═════ RECORDS

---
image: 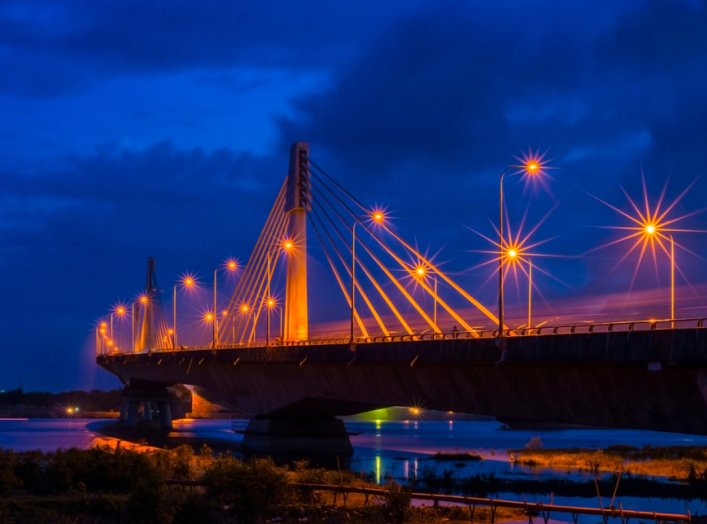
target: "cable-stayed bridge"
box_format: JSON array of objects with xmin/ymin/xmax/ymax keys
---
[{"xmin": 96, "ymin": 143, "xmax": 707, "ymax": 453}]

══════════

PROBLEM TO WORK ON: Reproduce every line of the listing above, shifting each bounding-box coordinate in the answers by adding 106 to it. Leave the images out of your output.

FULL OUTPUT:
---
image: 
target: "cable-stayed bridge"
box_format: JSON array of objects with xmin/ymin/xmax/ymax keys
---
[{"xmin": 202, "ymin": 249, "xmax": 813, "ymax": 559}]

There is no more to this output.